[Work to complete]
1. Translate into Spanish this sentence from the excerpt below about the Dümpelfeld–Lissendorf railway: "The actual construction started in April 1909."
2. Quote the portion of the Dümpelfeld–Lissendorf railway excerpt below that opens with the words containing "At the end of" and closes with "to provide reparations.".
3. According to the railway excerpt below, on what date was passenger service between Dümpelfeld and Lissendorf abandoned?

[Excerpt provided]
┄┄┄┄┄┄

Closed railway line in Germany

The Dümpelfeld–Lissendorf railway was a non-electrified branch line that lay mostly in what is now the German state of Rhineland-Palatinate. Only a few kilometres of the line near Ahrdorf station ran through North Rhine-Westphalia, which was created in 1946.

== History==

The railway line was planned together with the Jünkerath–Weywertz railway (also called the Vennquerbahn, "Cross-Venn Railway") in 1900 as a strategic railway to connect the Ahr Valley Railway (Ahrtalbahn) with the Eifel Railway. The actual construction started in April 1909. On 30 June 1912, the 44 km route was opened, with the Dümpelfeld–Insul junction section built as a single-track line and the Insul junction–Jünkerath section built as a double-track line. The construction costs totalled 13.2 million marks.

Except during the two world wars, the line never had national importance, therefore it has been operated at times under Signalisierter Zugleitbetrieb (SZB, a system of train control for low-speed branch lines using simplified signalling technology).

At the end of the Second World War, many bridges were blown up by the Wehrmacht. The reconstruction went on for several years until 1948, when the whole line had been fully restored to traffic. The Lissendorf–Jünkerath section was shut down and dismantled after 1945, with traffic directed over the parallel Eifel line. Henceforth the remaining line was only one track, the second track had been dismantled to provide reparations.

The Dümpelfeld–Lissendorf passenger service was abandoned on 3 June 1973. Freight traffic on the Dümpelfeld-Hillesheim route ended on 30 September 1973 and the line was then dismantled. The remaining Hillesheim–Lissendorf section was finally closed in late 1982 and later dismantled.

The Insul–Schuld and Dorsel–Fuchshofen sections are now used as a rail trail, the Ahr-Radweg (Ahr Cycleway).

┄┄┄┄┄┄

[Extracted information]
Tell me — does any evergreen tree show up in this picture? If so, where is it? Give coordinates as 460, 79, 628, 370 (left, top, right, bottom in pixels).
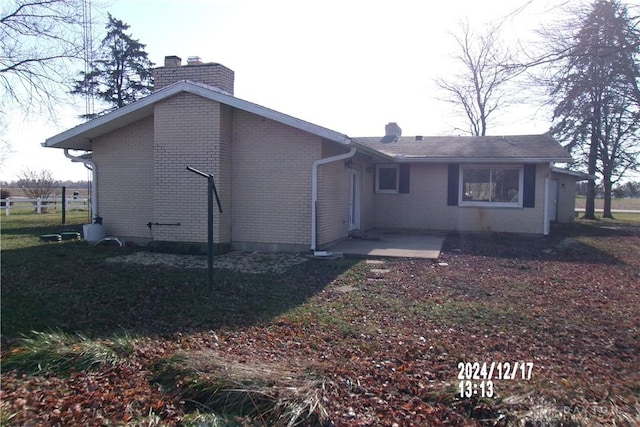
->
551, 0, 640, 219
71, 14, 154, 118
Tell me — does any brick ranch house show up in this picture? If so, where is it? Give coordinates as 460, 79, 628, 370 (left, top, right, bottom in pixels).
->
43, 56, 585, 252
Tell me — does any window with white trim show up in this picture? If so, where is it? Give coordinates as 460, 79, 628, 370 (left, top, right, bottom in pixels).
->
458, 166, 523, 207
376, 165, 400, 193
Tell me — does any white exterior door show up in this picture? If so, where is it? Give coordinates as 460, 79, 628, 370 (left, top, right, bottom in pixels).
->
547, 179, 558, 222
349, 169, 362, 231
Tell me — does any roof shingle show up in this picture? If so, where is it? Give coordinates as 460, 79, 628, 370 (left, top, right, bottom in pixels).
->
352, 134, 572, 162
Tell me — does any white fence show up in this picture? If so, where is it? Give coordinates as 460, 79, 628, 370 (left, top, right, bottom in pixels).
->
0, 197, 90, 216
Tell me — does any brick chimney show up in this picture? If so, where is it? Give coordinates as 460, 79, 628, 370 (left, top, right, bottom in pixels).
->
380, 122, 402, 143
153, 55, 234, 95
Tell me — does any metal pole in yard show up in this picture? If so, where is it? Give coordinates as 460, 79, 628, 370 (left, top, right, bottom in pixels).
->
187, 166, 222, 289
62, 186, 67, 225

┄┄┄┄┄┄

[Solutions to the problems]
1. La construcción propiamente dicha comenzó en abril de 1909.

2.
At the end of the Second World War, many bridges were blown up by the Wehrmacht. The reconstruction went on for several years until 1948, when the whole line had been fully restored to traffic. The Lissendorf–Jünkerath section was shut down and dismantled after 1945, with traffic directed over the parallel Eifel line. Henceforth the remaining line was only one track, the second track had been dismantled to provide reparations.

3. On 3 June 1973.